= Beginning of Section =

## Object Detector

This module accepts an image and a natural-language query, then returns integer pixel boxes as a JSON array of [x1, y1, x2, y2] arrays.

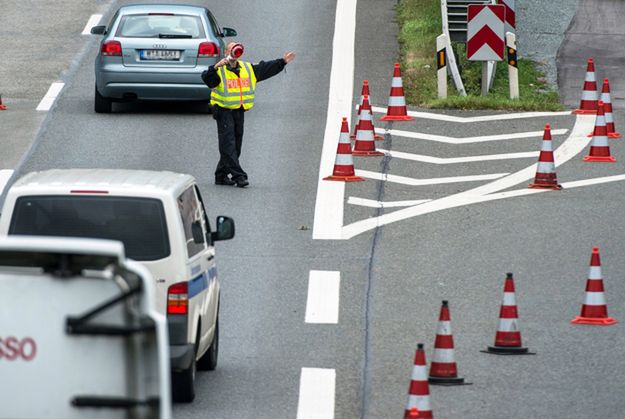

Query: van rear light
[[101, 40, 122, 56], [167, 282, 188, 315], [198, 42, 219, 58]]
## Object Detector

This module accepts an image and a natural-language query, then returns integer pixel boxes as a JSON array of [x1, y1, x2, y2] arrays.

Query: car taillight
[[101, 40, 122, 56], [198, 42, 219, 58], [167, 282, 188, 315]]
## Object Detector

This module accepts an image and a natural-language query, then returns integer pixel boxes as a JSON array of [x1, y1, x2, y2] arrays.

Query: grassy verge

= End of Section =

- _Task details_: The material must be restated verbatim. Its pictures must be omitted.

- _Answer section_:
## Object Detector

This module accepts an image and a natural-language query, then returns integer pixel boxes as a JSON array of [x1, y1, x2, y2] arrays.


Query: van rear light
[[101, 40, 122, 56], [167, 282, 188, 315], [198, 42, 219, 58]]
## Object Detector

This module accepts an image and a natural-language query, then returns integer pixel boxes as a JSON array of [x1, y1, x2, y2] arrays.

Query: car taillight
[[101, 40, 122, 56], [198, 42, 219, 58], [167, 282, 188, 315]]
## Object Detector

This module accepts an image and a natural-language query, then returns integer pixel boxes as a JSON array of [x1, y1, x2, y2] arrays.

Query: grassy verge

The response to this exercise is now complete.